*Supplied passage:*
Unfortunately, the standard use of email disclaimers is to place them at the bottom of the message along with the signature block, below the entire communication. Just as an auto company can’t claim that a buyer is held to additional terms of sale which are presented to the buyer for the first time after the documents are signed by stowing them in the glove compartment when the car is delivered — an email disclaimer is not going to be effective if it’s delivered “after the fact.” The placement of a disclaimer AFTER the information intended for protection is going to make the disclaimer useless in a legal argument that the sender took all reasonably available measures to safeguard information which is transmitted under nondisclosure or professional privilege.
Email disclaimers to claim copyright
While copyright notice has not been required since 1989 and is usually not used on communications such as email, it doesn’t hurt to use copyright ‘notice’ email disclaimers to remind the recipient of an email that there are copyright claims in communications. Strictly speaking, email may not legally be forwarded (copied) to another party under US copyright law without the sender’s permission, but many recipients reason that they can legally forward anything they receive, under a theory of “implied license.” (See this Arborlaw blog post for more information on copyright, implied license, and email forwarding.) A claim of implied license to forward or “republish” or use in some other manner can be disclaimed in writing by simply stating that there is no license to forward, duplicate or publish the content. So, this is one of the best uses of email disclaimers: as an effective notice of copyright claims, denying permission or implied license to forward or publish.
Email disclaimers as a form of “contract”
I am frequently asked whether there is some type of “magic language” that people can add to an email, to the front of an unsolicited mailed item, or whatever, which will form a contract (or reject a contract) and automatically apply and be legally binding on all interactions between the parties. In the context of this article — Doesn’t my email disclaimer operate as a contract with the recipient?

*Written request:*
List the actions that the passage on email disclaimers says a disclaimer can state there is no license to do. The entries after this point are separate material, unrelated to the passage on email disclaimers.

*Dataset:*

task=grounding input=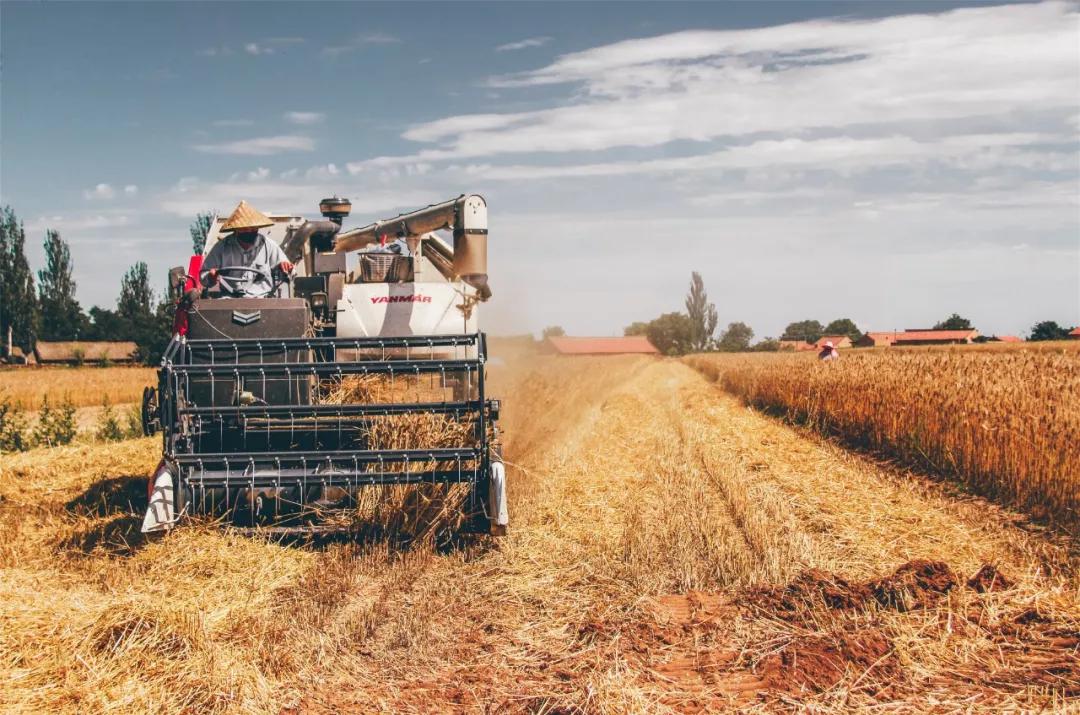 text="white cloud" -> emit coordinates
* * *
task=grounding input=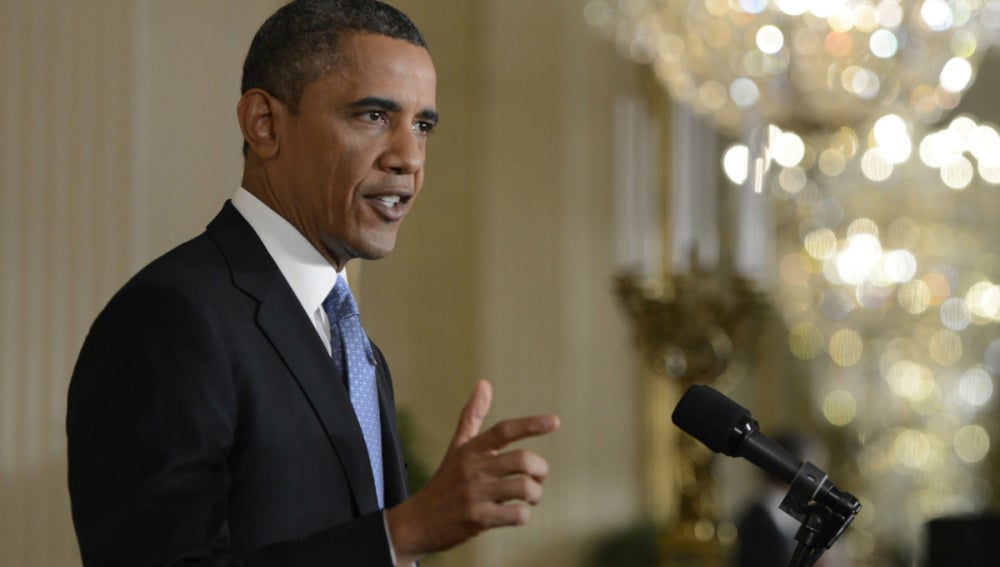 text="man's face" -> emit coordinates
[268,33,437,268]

*Output for this task:*
Forward, duplicate, publish